**EXERCISE GOAL**
Copy every line in the records below that contains the word "landing".

Natural language region descriptions
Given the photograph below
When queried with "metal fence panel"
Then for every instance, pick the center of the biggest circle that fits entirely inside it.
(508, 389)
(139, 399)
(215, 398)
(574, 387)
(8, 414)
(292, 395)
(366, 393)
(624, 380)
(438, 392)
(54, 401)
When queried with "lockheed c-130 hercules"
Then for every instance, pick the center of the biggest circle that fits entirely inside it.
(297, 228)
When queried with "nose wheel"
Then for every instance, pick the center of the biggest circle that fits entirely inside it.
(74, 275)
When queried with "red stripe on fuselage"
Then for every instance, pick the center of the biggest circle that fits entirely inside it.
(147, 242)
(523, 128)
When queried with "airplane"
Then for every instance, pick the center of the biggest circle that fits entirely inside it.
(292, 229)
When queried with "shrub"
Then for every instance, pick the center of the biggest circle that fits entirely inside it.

* * *

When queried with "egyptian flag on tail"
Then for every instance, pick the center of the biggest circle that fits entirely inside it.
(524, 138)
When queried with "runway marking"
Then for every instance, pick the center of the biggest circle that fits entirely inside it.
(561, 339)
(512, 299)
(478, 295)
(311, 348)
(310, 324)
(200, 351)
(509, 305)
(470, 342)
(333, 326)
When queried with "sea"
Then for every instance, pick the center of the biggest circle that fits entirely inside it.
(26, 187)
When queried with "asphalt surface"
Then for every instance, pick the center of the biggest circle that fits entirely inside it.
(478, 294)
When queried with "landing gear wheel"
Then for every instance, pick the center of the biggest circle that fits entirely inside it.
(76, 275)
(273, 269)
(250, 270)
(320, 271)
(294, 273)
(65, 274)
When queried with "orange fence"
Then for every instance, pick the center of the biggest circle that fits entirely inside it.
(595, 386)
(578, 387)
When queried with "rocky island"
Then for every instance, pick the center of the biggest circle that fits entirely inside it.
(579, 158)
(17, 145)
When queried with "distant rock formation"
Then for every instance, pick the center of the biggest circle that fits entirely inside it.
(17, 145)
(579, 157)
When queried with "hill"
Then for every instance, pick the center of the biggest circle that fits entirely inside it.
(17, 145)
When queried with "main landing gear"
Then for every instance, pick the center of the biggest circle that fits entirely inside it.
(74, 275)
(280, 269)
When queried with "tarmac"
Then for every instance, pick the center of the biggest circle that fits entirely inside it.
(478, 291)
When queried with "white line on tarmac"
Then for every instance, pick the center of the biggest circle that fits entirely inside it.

...

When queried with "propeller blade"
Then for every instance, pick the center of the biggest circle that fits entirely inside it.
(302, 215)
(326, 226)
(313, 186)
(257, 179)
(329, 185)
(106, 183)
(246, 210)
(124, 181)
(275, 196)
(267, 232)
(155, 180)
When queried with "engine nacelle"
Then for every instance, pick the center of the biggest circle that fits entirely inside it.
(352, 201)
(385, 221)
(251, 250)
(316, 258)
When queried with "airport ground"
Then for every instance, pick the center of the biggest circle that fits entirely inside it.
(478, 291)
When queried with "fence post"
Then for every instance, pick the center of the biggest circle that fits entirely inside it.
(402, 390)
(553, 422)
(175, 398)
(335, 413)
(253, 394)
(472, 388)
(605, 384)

**OUTPUT BELOW**
When queried with "landing gear wheel"
When queried with "main landing gear"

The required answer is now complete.